MATERIAL FOR THIS TASK:
▬▬▬▬▬▬▬▬▬▬

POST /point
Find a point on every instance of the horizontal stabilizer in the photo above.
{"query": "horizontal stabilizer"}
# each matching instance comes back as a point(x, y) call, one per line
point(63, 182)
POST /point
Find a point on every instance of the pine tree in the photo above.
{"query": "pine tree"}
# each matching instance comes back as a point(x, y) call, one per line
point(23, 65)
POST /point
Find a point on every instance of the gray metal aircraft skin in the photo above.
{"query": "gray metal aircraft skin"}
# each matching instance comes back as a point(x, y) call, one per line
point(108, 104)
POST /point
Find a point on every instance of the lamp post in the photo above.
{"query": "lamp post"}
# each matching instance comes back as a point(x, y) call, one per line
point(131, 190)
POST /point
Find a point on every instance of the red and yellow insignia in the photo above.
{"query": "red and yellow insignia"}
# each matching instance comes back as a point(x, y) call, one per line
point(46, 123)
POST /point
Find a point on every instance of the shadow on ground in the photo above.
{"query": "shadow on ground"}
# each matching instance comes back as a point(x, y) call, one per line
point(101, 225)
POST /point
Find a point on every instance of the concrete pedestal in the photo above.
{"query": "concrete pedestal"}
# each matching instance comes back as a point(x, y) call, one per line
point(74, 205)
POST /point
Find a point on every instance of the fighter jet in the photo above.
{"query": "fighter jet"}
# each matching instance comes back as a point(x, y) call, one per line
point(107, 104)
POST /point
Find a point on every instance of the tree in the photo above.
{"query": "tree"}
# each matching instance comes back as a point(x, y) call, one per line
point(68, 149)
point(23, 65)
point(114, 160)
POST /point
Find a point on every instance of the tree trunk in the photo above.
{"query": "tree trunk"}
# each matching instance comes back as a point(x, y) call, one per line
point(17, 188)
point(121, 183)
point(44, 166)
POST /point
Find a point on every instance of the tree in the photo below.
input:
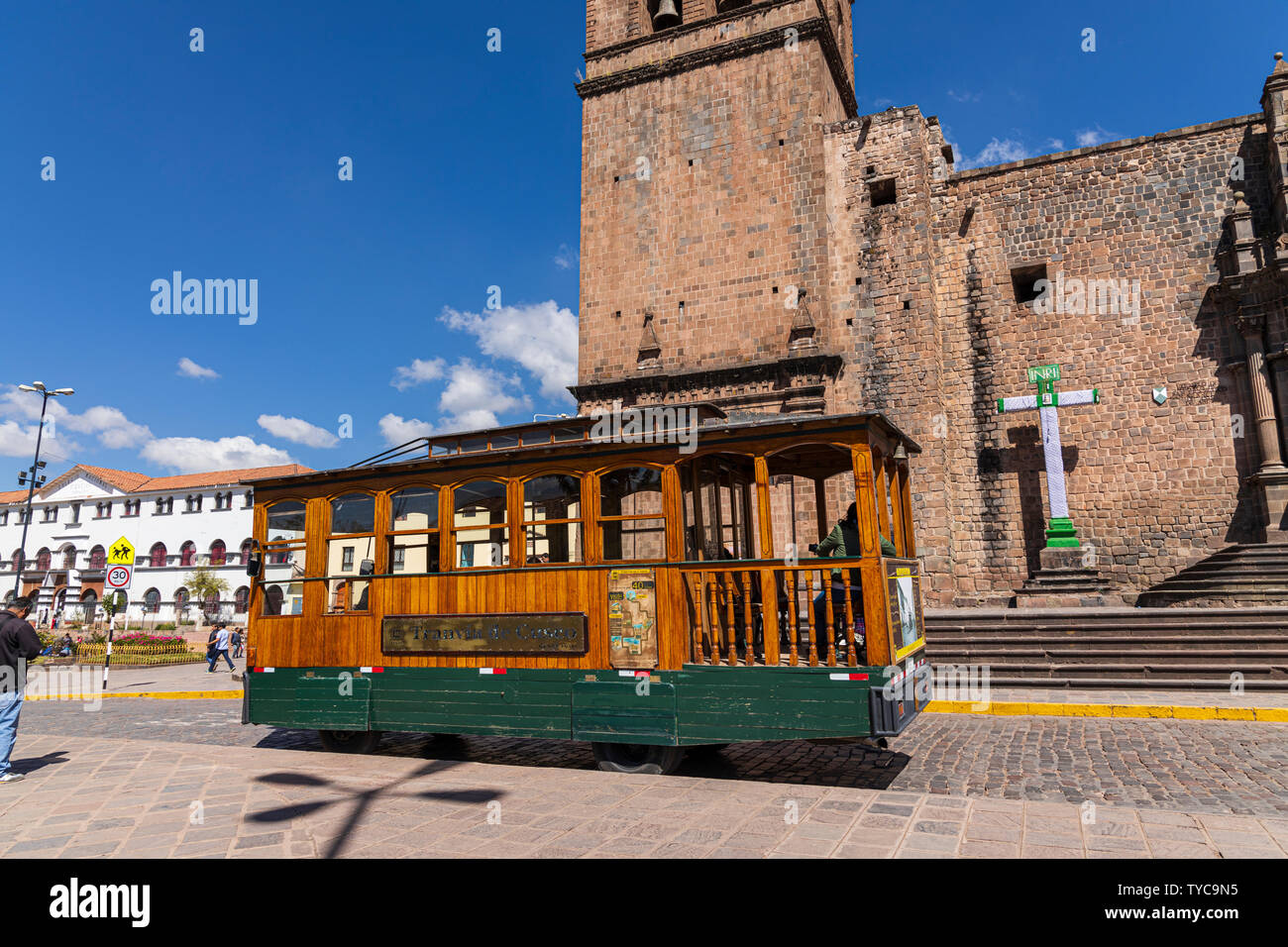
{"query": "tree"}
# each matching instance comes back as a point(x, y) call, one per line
point(114, 603)
point(205, 583)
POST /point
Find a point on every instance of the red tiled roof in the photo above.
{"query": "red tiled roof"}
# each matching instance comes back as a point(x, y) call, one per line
point(218, 478)
point(130, 482)
point(125, 480)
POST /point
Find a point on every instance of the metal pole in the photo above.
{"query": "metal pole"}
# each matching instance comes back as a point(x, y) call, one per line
point(31, 492)
point(111, 630)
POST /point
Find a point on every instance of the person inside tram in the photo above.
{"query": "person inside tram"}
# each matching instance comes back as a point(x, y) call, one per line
point(842, 543)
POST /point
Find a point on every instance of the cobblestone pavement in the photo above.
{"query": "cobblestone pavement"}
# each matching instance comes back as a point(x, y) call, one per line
point(107, 796)
point(1220, 767)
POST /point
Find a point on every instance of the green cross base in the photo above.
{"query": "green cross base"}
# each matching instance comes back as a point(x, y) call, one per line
point(1061, 535)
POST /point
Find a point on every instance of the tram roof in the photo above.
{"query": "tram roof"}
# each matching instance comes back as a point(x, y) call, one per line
point(532, 440)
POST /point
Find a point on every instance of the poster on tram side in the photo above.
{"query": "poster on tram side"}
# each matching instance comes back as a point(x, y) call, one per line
point(903, 594)
point(632, 618)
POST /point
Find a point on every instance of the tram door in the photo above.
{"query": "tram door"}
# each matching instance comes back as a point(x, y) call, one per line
point(719, 508)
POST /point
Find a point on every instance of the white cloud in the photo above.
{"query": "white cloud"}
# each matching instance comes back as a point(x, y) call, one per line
point(297, 431)
point(1090, 138)
point(475, 398)
point(476, 395)
point(399, 431)
point(997, 153)
point(189, 368)
point(417, 372)
point(108, 424)
point(542, 338)
point(197, 455)
point(568, 257)
point(16, 440)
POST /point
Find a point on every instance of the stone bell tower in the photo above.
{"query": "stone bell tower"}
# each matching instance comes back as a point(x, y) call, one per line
point(703, 218)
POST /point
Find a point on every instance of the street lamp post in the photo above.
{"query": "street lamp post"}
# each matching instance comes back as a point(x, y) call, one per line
point(31, 475)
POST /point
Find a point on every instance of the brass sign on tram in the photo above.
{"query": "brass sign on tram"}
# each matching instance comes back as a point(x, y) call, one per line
point(561, 633)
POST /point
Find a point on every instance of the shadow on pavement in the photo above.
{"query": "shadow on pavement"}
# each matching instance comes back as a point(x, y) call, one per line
point(34, 763)
point(854, 764)
point(362, 799)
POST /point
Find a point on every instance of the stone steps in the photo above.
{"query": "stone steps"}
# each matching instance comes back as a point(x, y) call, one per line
point(1237, 574)
point(1116, 647)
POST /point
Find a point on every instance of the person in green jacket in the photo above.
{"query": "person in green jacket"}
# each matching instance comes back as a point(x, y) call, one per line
point(842, 543)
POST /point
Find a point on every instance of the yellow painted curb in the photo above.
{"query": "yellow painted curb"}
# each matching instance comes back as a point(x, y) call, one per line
point(155, 694)
point(1162, 711)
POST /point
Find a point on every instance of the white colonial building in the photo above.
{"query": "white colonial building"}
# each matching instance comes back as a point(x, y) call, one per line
point(175, 523)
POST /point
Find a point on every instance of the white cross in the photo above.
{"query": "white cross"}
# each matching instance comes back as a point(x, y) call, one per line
point(1047, 402)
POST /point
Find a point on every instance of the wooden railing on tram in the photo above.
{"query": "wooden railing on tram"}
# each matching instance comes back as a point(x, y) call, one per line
point(739, 612)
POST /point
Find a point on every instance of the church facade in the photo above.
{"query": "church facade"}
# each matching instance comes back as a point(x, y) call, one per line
point(748, 239)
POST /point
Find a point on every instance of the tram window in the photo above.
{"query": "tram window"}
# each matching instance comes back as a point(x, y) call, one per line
point(552, 519)
point(283, 599)
point(353, 539)
point(284, 549)
point(413, 509)
point(413, 530)
point(631, 523)
point(481, 525)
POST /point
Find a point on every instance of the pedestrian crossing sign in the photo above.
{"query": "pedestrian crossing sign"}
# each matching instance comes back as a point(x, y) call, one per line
point(121, 553)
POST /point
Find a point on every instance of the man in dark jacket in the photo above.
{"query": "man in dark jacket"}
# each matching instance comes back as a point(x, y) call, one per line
point(844, 541)
point(18, 644)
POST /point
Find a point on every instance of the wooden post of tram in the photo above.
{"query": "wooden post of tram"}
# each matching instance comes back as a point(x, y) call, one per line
point(768, 579)
point(874, 587)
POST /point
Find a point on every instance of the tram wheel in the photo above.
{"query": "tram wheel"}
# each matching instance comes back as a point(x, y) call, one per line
point(706, 749)
point(349, 741)
point(636, 758)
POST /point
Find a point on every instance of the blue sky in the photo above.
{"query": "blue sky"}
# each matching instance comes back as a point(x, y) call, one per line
point(373, 292)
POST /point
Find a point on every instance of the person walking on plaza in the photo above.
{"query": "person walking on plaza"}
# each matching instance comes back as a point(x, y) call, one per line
point(18, 644)
point(842, 541)
point(220, 647)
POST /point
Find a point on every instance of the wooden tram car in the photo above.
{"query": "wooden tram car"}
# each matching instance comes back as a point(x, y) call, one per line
point(626, 589)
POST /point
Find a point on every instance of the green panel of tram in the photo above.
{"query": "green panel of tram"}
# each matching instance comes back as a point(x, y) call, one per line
point(623, 710)
point(447, 699)
point(333, 702)
point(720, 705)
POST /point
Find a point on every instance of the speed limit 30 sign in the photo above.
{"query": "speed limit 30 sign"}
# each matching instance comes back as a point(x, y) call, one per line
point(119, 578)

▬▬▬▬▬▬▬▬▬▬

EXERCISE AIM:
Report every line of the material above in which "building" appears.

RESPONSE BELOW:
Find a point on every instance of the white colonial building in the photo above.
{"query": "white colonial building"}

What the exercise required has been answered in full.